------ Data shown ------

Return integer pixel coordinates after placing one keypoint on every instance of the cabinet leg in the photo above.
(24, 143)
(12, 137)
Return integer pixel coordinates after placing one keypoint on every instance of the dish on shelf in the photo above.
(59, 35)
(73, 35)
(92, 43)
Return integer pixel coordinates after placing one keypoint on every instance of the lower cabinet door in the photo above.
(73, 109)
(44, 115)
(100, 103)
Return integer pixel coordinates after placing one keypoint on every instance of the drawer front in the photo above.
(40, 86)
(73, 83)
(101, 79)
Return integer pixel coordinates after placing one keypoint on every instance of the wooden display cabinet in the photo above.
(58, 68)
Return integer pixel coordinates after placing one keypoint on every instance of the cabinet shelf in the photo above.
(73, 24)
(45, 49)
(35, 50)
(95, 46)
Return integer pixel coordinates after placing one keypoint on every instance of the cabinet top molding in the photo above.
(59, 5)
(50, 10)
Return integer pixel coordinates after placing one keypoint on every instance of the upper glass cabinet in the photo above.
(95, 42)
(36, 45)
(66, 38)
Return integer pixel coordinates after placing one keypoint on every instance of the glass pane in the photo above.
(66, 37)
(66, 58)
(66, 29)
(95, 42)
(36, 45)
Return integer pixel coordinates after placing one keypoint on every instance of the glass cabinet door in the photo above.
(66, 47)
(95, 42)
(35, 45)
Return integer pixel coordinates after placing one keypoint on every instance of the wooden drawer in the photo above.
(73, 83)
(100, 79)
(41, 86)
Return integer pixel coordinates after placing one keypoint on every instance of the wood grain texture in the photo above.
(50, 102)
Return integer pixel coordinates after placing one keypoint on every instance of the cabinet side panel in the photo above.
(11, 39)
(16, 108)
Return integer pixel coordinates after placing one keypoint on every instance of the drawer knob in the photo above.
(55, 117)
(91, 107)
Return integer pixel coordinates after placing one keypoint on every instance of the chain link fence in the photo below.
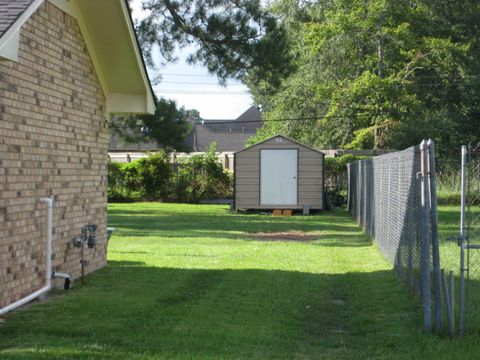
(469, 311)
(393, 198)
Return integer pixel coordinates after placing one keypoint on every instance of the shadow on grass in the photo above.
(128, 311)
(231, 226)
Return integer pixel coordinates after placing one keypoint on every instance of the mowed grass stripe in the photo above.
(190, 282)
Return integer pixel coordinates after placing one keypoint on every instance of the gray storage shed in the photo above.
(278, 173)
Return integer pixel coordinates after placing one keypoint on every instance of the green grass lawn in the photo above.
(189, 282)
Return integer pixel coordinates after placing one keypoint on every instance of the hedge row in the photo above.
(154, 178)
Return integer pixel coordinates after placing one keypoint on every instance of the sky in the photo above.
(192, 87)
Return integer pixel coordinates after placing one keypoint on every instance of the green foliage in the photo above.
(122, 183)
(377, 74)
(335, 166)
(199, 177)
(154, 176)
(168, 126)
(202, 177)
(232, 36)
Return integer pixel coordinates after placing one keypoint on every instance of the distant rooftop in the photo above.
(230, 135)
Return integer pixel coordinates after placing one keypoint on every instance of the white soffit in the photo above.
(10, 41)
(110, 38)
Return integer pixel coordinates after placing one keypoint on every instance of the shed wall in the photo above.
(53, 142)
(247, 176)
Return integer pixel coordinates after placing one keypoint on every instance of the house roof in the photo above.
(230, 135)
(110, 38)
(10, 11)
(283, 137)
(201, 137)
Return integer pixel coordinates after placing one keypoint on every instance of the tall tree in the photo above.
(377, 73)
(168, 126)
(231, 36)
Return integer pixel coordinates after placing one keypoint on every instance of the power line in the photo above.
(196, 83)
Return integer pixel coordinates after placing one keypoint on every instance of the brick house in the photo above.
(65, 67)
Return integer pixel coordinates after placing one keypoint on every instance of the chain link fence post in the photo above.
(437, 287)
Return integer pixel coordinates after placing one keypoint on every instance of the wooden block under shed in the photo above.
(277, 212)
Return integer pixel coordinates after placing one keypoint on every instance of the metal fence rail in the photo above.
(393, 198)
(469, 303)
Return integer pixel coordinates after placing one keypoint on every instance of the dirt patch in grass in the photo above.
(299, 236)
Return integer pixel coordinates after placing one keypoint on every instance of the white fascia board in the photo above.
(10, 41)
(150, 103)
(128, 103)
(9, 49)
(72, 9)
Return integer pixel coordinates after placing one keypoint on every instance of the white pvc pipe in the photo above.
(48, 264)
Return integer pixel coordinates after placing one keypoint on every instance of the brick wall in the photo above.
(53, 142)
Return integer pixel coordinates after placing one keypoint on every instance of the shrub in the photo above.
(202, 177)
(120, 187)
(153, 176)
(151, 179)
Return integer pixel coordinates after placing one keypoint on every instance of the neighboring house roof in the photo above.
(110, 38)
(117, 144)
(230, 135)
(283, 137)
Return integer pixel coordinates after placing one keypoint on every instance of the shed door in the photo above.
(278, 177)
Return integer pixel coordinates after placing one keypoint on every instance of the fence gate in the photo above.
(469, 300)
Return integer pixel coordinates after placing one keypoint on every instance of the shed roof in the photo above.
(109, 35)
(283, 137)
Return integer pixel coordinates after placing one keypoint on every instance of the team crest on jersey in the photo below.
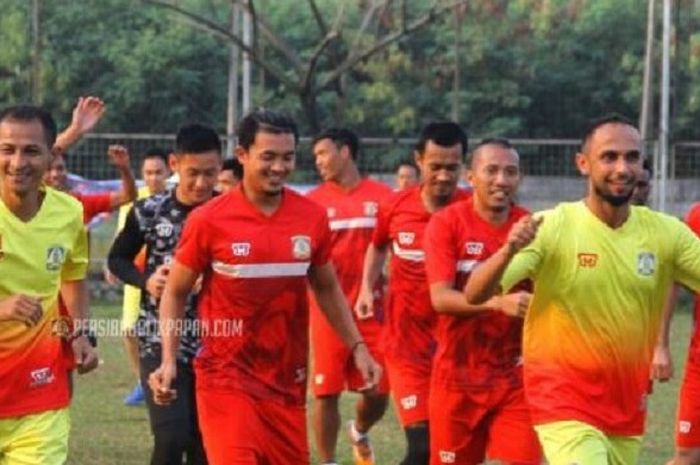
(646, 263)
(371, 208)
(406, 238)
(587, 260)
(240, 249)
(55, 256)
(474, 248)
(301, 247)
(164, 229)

------
------ Data shown ------

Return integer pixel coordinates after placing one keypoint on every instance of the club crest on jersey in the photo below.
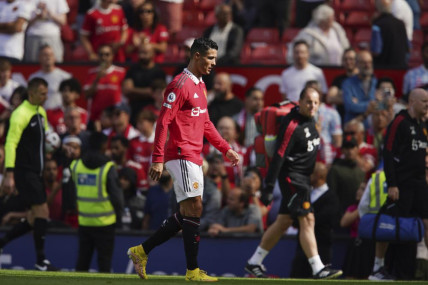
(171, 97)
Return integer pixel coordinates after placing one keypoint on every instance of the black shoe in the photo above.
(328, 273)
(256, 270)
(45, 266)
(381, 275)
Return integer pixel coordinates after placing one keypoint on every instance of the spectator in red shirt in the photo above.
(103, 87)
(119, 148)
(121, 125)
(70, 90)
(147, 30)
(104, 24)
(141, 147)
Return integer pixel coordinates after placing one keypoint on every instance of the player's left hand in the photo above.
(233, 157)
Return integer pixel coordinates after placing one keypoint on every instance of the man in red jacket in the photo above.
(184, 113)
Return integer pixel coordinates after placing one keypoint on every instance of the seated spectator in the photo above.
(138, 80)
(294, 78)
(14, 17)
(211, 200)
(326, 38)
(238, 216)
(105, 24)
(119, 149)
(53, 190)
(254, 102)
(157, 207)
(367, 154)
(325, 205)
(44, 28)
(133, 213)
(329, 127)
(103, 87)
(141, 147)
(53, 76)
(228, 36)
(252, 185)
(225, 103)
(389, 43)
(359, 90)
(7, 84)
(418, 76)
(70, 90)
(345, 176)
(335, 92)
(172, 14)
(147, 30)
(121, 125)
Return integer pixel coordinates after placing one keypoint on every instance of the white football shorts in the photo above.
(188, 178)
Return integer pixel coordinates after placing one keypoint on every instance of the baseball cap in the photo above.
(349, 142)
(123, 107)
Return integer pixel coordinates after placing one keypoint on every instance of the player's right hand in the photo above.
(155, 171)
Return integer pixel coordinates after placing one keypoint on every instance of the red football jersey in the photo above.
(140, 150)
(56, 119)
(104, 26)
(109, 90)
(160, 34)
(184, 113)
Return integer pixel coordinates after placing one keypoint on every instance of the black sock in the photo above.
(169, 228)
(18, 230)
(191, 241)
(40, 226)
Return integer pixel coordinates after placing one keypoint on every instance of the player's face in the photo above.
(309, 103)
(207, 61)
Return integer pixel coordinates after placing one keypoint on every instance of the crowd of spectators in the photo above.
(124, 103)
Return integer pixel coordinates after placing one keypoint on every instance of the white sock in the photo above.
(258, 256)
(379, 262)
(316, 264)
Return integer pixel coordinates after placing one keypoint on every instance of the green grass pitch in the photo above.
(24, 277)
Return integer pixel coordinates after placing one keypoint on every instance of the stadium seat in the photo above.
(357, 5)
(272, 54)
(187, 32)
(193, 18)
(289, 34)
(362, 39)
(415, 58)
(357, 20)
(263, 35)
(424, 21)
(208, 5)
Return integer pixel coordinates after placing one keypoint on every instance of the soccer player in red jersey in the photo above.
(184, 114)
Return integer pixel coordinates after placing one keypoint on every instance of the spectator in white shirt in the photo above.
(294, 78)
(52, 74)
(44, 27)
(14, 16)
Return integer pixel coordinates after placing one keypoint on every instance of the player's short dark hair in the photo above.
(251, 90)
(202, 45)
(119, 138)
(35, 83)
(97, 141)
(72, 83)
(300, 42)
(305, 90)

------

## Request
Find each line in the listing above that contains the word "sock", and write out every such line in full.

## Solution to the problem
Return integer pixel coordinates after placing one keypoint on every instance of the black sock in the photo above.
Return integer pixel coordinates after placing one keypoint on every instance of the white sock in the photo above.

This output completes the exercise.